** Begin DATASET RECORDS **
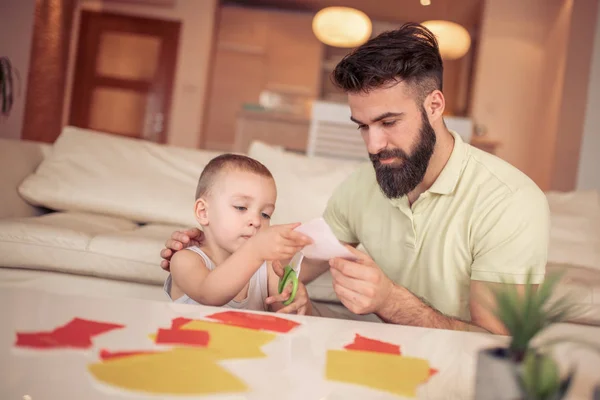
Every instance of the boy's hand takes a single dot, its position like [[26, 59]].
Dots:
[[278, 242], [301, 304]]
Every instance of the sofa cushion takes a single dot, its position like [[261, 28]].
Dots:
[[142, 244], [107, 174], [70, 230], [304, 183], [66, 242]]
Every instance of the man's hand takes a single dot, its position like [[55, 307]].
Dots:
[[180, 240], [361, 286], [301, 304]]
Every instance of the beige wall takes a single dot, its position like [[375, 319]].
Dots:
[[531, 84], [197, 18], [589, 163], [508, 80], [16, 32]]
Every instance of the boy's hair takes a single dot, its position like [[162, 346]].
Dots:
[[410, 54], [228, 161]]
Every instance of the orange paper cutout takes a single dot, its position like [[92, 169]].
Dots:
[[255, 321], [362, 343]]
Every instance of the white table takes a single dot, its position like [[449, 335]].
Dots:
[[294, 368]]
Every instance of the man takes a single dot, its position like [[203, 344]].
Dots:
[[442, 222]]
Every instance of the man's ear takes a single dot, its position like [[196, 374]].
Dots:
[[435, 104], [201, 211]]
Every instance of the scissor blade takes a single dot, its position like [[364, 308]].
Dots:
[[296, 262]]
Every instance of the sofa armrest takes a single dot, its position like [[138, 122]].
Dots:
[[18, 159]]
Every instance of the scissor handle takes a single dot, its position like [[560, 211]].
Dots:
[[289, 274]]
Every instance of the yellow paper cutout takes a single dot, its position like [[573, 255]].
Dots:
[[183, 370], [232, 341], [389, 372]]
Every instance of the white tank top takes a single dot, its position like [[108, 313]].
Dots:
[[257, 290]]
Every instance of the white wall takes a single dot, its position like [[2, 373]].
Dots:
[[193, 61], [588, 176], [16, 33]]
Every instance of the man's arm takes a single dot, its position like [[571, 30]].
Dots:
[[405, 308], [363, 288]]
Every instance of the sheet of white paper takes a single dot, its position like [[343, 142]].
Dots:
[[325, 245]]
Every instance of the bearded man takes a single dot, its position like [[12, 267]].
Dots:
[[442, 222]]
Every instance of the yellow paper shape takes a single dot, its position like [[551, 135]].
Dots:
[[389, 372], [183, 371], [228, 341]]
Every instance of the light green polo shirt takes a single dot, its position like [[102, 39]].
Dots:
[[482, 219]]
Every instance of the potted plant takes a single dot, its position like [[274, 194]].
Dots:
[[513, 372]]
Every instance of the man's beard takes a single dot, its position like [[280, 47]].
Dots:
[[398, 180]]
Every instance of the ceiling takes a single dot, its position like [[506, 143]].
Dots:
[[464, 12]]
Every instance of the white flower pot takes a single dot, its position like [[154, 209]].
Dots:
[[496, 376]]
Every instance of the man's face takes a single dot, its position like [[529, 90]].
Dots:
[[399, 138]]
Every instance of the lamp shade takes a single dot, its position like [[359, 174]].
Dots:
[[453, 39], [342, 26]]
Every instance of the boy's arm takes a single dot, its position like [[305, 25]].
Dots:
[[217, 287]]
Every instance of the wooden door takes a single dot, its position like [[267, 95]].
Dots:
[[124, 75]]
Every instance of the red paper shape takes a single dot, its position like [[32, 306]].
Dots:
[[255, 321], [109, 355], [77, 333], [362, 343], [182, 336], [179, 322]]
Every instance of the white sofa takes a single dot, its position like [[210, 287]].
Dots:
[[90, 214]]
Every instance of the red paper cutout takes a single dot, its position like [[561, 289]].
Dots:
[[182, 336], [179, 322], [109, 355], [362, 343], [255, 321], [77, 333]]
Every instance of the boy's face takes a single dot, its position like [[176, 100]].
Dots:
[[238, 205]]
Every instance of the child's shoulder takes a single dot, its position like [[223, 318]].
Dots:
[[191, 256]]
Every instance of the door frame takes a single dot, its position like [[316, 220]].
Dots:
[[87, 49]]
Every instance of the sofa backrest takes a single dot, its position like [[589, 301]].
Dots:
[[108, 174], [146, 182]]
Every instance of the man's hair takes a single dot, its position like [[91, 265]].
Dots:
[[410, 54], [231, 162]]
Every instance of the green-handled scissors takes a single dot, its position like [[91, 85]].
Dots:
[[290, 274]]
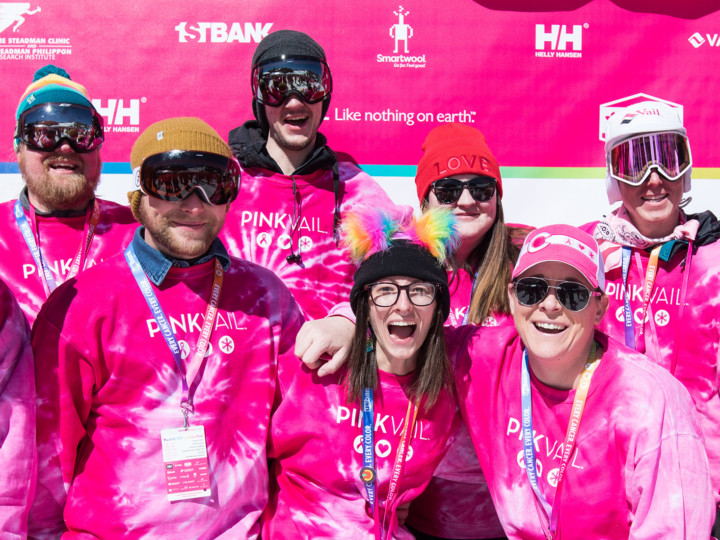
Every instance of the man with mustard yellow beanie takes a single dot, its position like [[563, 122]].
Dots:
[[156, 369], [57, 227]]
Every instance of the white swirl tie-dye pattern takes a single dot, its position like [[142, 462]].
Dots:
[[60, 238], [17, 419], [639, 469], [316, 455], [260, 229], [108, 384], [693, 341]]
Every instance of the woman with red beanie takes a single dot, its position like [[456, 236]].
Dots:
[[458, 171]]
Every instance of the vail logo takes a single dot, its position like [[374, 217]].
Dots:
[[612, 107], [401, 32], [13, 13], [116, 112], [217, 32], [697, 40]]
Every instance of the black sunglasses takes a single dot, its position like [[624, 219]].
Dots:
[[572, 295], [449, 190]]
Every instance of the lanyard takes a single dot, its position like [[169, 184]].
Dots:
[[648, 286], [453, 318], [198, 357], [49, 284], [368, 473], [553, 513]]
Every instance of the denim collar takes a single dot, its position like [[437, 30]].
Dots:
[[156, 265]]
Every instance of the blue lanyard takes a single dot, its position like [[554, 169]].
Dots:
[[627, 309], [27, 233]]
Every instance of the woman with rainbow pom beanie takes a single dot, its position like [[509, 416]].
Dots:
[[333, 478]]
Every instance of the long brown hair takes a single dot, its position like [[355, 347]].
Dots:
[[432, 373]]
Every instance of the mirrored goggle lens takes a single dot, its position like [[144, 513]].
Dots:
[[632, 161], [46, 126], [449, 190], [573, 296], [174, 176], [273, 82]]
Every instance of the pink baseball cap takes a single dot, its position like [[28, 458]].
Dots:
[[565, 244]]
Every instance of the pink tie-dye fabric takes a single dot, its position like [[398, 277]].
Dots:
[[457, 502], [692, 341], [17, 419], [59, 240], [316, 455], [108, 384], [639, 469], [261, 230]]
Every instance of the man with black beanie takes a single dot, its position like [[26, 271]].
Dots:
[[293, 188]]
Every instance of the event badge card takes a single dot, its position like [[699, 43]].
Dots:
[[186, 464]]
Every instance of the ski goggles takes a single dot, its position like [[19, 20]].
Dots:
[[273, 81], [173, 176], [45, 127], [632, 160], [449, 190], [572, 295]]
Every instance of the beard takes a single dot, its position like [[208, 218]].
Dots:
[[173, 241]]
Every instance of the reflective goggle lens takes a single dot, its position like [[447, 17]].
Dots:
[[449, 190], [631, 161], [274, 81], [173, 176], [572, 295], [46, 126]]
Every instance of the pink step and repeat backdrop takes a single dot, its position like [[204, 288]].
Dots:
[[537, 77]]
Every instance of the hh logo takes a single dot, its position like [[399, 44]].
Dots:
[[558, 37], [698, 40], [11, 14], [401, 32]]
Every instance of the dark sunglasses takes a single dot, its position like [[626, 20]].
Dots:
[[449, 190], [173, 176], [273, 81], [45, 127], [572, 295]]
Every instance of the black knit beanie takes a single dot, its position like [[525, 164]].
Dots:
[[402, 258], [288, 44]]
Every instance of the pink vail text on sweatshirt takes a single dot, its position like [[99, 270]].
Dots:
[[457, 502], [639, 468], [284, 215], [59, 239], [108, 385], [691, 342], [316, 451], [17, 419]]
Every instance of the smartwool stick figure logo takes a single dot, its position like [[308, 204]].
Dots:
[[401, 31]]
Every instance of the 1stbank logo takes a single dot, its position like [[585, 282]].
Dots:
[[116, 112], [697, 40], [612, 107], [401, 33], [218, 32], [12, 17], [552, 41]]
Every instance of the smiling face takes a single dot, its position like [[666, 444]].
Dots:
[[61, 179], [474, 218], [400, 330], [654, 205], [185, 229], [557, 340]]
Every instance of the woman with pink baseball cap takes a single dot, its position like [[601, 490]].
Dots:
[[578, 435]]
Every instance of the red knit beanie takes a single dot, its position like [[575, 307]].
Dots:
[[452, 149]]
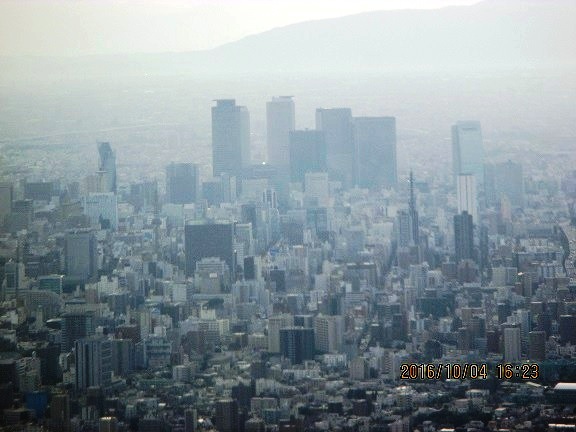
** End DATASET RECORDS **
**THE EXERCISE:** Pick out every line in the material above that contains the word "yellow", and copy each of those lines.

**EXERCISE SOLUTION:**
Every instance of the yellow paper cutout takes a single dot, its position like [[573, 255]].
Every instance of the yellow paper shape takes a single dot, its position like [[551, 135]].
Every instance of the man with mustard yellow beanie takes a single dot, its position like [[563, 122]].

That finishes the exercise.